> What is being asked
What is needed is the run of lines from the one with "the white face" through the close of the data, set down exactly.

[begin Input data]

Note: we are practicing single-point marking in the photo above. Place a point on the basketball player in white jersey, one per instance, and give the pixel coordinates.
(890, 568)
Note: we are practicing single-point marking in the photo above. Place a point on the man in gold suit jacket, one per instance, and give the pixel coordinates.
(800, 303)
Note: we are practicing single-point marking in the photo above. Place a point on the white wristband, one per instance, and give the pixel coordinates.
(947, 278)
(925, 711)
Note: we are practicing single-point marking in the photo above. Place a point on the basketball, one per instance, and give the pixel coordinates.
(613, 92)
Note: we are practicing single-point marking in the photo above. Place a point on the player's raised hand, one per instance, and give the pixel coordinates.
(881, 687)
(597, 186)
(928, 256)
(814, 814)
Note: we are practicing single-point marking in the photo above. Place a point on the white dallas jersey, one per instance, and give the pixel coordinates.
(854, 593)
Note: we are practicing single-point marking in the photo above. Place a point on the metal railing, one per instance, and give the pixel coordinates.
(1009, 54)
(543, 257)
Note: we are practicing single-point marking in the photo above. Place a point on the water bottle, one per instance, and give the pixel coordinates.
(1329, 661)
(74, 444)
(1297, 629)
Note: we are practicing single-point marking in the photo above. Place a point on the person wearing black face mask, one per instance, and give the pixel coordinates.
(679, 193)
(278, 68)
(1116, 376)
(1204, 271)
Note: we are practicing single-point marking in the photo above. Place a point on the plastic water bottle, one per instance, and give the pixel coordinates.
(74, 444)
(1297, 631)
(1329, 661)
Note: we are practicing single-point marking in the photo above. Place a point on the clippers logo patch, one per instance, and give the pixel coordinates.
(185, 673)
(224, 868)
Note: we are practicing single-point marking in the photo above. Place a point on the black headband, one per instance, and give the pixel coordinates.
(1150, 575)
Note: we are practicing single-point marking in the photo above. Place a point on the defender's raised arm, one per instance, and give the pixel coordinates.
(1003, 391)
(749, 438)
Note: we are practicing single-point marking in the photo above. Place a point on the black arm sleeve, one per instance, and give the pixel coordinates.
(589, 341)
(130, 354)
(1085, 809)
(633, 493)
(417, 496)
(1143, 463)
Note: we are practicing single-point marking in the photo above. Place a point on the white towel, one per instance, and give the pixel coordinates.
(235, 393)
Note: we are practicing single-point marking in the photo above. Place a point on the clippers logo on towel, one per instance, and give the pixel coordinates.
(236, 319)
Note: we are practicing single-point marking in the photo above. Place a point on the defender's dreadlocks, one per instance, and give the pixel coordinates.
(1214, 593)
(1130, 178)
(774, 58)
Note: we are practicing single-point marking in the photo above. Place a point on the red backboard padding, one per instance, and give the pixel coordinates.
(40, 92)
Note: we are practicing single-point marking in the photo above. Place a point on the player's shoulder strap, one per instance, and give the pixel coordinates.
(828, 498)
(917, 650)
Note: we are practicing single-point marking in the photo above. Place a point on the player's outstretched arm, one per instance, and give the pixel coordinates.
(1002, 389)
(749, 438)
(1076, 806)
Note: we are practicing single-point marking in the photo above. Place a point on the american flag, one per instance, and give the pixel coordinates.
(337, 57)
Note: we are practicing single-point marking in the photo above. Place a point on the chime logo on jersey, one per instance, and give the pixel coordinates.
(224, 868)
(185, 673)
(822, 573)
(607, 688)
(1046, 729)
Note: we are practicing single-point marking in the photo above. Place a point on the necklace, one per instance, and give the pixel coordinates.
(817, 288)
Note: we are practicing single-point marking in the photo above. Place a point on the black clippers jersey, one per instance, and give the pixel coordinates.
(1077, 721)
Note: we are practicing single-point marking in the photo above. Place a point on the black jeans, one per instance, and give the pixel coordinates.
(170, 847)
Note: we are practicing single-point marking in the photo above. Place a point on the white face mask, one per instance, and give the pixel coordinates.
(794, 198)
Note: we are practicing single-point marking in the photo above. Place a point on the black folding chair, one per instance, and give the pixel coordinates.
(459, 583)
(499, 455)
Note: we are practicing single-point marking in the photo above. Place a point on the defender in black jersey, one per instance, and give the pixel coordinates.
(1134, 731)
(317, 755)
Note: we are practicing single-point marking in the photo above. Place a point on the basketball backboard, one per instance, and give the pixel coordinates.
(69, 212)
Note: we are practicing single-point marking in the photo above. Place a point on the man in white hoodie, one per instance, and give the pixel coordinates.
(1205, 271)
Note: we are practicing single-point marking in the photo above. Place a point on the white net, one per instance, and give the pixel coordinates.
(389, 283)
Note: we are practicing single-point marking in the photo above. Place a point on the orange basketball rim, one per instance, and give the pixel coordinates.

[end Input data]

> Answer below
Note: we are practicing single-point marking in the photo above. Place a point on the white face mask, one per instance, and give the pixel coordinates.
(794, 198)
Note: we are practicing single-point marking in the photo above. Place a point on the black folding chair, one per instance, and give the pixel coordinates.
(459, 583)
(499, 455)
Note: we are practicing single-point marking in the photo above. Place a point on the defender in black jersey, one per instance, and give the pixel coordinates.
(1134, 731)
(317, 755)
Note: we are practicing single-point marking in the photo above. Place a point on the basketball backboard, one per instance, and give the pixel coordinates.
(69, 212)
Note: we are practicing single-point marking in the photo above. Place a point on the man in white hoodie, one per instance, and give the pixel coordinates.
(1205, 271)
Note: we are practicing single-point marking in the photo above. Place a point on the white net, one per instance, and give the pixel coordinates.
(389, 283)
Note: we are practicing single-point marking in the photo above. Place a point on the orange basketball rim, one per instance, and give the pixel coordinates.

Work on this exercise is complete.